Our goal to determine the type of orbit for all of the following will be to find an expression of eccentricity, $e$, based on our knowns. However, in some cases it is unnecessary to solve for $e$ because often as an intermediate step, it is necessary to find the specific mechanical energy, $\mathcal{E}$, which can at the very least inform of us as to whether the orbit is elliptical (circular being a special case) ($\mathcal{E}$ < 0), parabolic ($\mathcal{E}$ = 0), or hyperbolic ($\mathcal{E}$ > 0). Prove this to yourself be examining equations 1.4-2 and 1.6-4 from the book.

a.

- _Supplied records_:

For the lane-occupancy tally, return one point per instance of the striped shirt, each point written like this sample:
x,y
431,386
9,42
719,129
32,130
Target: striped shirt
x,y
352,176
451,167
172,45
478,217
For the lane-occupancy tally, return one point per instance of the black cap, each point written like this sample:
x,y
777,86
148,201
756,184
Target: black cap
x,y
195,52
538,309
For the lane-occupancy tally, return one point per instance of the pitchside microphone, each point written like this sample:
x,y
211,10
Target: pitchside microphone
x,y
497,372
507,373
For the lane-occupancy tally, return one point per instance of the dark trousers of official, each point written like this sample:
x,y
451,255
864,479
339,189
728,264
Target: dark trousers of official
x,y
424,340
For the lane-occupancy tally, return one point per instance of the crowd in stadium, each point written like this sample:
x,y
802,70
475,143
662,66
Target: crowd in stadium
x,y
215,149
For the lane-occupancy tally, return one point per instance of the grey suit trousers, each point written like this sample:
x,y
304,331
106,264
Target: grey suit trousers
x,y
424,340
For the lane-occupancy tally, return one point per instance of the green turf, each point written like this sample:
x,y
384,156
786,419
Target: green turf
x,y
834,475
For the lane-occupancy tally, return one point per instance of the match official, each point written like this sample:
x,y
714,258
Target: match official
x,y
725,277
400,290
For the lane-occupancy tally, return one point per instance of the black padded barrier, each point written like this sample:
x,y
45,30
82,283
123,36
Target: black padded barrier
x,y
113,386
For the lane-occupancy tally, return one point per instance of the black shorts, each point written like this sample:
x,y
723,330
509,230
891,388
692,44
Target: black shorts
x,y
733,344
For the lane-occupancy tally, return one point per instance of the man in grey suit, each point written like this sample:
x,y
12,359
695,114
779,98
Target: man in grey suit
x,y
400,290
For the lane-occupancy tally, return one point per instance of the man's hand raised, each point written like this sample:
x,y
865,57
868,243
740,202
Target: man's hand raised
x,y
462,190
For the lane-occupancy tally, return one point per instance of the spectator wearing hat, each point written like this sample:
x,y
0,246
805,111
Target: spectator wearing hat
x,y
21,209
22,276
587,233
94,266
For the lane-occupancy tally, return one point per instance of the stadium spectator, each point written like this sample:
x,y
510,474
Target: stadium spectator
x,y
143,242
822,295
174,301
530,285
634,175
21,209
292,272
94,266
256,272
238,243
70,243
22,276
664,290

- _Written exercise 1_: Decide whether each statement agrees with the passage on orbit types: (a) A negative specific mechanical energy corresponds to an elliptical orbit. (b) Solving for eccentricity is always required to determine the type of orbit. (c) The passage refers to equations 1.4-2 and 1.6-4. Answer yes or no for each, quoting the deciding words of the passage.
- _Written exercise 2_: In the listing, substitute "crowd-density survey" for "lane-occupancy tally", starting with the line containing "of the match" and going on through the end of the listing. Give only those lines, otherwise unchanged.

- _Finished answer 1_:
(a) Yes: "elliptical (circular being a special case) ($\mathcal{E}$ < 0)"
(b) No: "in some cases it is unnecessary to solve for $e$"
(c) Yes: "equations 1.4-2 and 1.6-4 from the book"

- _Finished answer 2_:
For the crowd-density survey, return one point per instance of the match official, each point written like this sample:
x,y
714,258
Target: match official
x,y
725,277
400,290
For the crowd-density survey, return one point per instance of the black padded barrier, each point written like this sample:
x,y
45,30
82,283
123,36
Target: black padded barrier
x,y
113,386
For the crowd-density survey, return one point per instance of the black shorts, each point written like this sample:
x,y
723,330
509,230
891,388
692,44
Target: black shorts
x,y
733,344
For the crowd-density survey, return one point per instance of the man in grey suit, each point written like this sample:
x,y
12,359
695,114
779,98
Target: man in grey suit
x,y
400,290
For the crowd-density survey, return one point per instance of the man's hand raised, each point written like this sample:
x,y
865,57
868,243
740,202
Target: man's hand raised
x,y
462,190
For the crowd-density survey, return one point per instance of the spectator wearing hat, each point written like this sample:
x,y
0,246
805,111
Target: spectator wearing hat
x,y
21,209
22,276
587,233
94,266
For the crowd-density survey, return one point per instance of the stadium spectator, each point written like this sample:
x,y
510,474
Target: stadium spectator
x,y
143,242
822,295
174,301
530,285
634,175
21,209
292,272
94,266
256,272
238,243
70,243
22,276
664,290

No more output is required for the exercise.